**EXERCISE**: Return all the entries below exactly, except for the images they hold.

....

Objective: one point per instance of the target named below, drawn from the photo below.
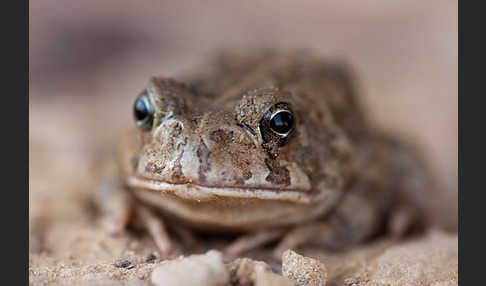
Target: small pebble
(350, 281)
(303, 270)
(151, 257)
(123, 263)
(204, 270)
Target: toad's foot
(119, 209)
(252, 241)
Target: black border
(15, 139)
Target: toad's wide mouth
(196, 191)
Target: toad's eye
(143, 112)
(282, 122)
(277, 123)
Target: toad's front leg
(118, 208)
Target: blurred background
(88, 60)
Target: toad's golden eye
(277, 123)
(143, 113)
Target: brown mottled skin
(208, 160)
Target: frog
(275, 147)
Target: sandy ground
(89, 59)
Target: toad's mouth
(196, 191)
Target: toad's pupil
(141, 110)
(282, 122)
(143, 113)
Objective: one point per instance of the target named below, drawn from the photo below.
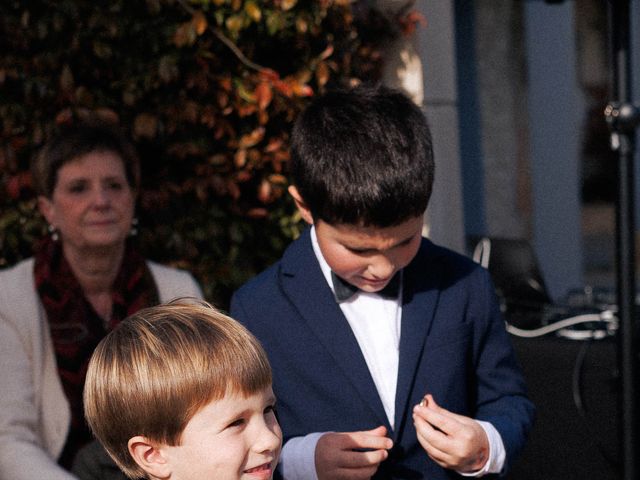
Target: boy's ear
(305, 213)
(149, 457)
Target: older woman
(55, 307)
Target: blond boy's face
(231, 438)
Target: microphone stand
(622, 118)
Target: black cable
(576, 383)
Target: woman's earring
(53, 232)
(134, 227)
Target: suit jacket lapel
(420, 297)
(301, 274)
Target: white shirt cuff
(497, 454)
(298, 457)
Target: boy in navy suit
(389, 353)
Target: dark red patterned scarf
(76, 328)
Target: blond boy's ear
(305, 213)
(149, 457)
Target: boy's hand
(452, 441)
(339, 456)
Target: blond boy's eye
(236, 423)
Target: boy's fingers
(363, 459)
(367, 440)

....

**WRITTEN RESPONSE**:
Objective: one point per instance of the target named below, drawn from the photo below.
Target: small pebble
(350, 281)
(303, 270)
(151, 257)
(123, 263)
(204, 270)
Target: toad's foot
(119, 209)
(252, 241)
Target: black border
(15, 139)
Target: toad's wide mouth
(196, 191)
Target: toad's eye
(143, 112)
(282, 122)
(277, 123)
Target: toad's front leg
(118, 208)
Target: blurred background
(88, 60)
Target: toad's golden eye
(277, 123)
(143, 113)
Target: brown mottled skin
(208, 160)
Target: frog
(275, 147)
Target: sandy ground
(89, 59)
Target: toad's mouth
(196, 191)
Target: toad's pupil
(141, 110)
(282, 122)
(143, 113)
Objective: one point per instance of the target named below, drawn from the photo below.
Target: boy's ear
(305, 213)
(149, 457)
Target: older woman
(55, 307)
Target: blond boy's face
(231, 438)
Target: microphone stand
(622, 118)
Target: black cable
(576, 383)
Target: woman's earring
(53, 232)
(134, 227)
Target: suit jacket lapel
(420, 297)
(301, 274)
Target: white shirt cuff
(497, 454)
(298, 457)
Target: boy in navy suit
(389, 353)
Target: dark red patterned scarf
(76, 328)
Target: blond boy's ear
(305, 213)
(149, 457)
Target: boy's hand
(452, 441)
(339, 456)
Target: blond boy's eye
(236, 423)
Target: boy's fingers
(363, 459)
(367, 440)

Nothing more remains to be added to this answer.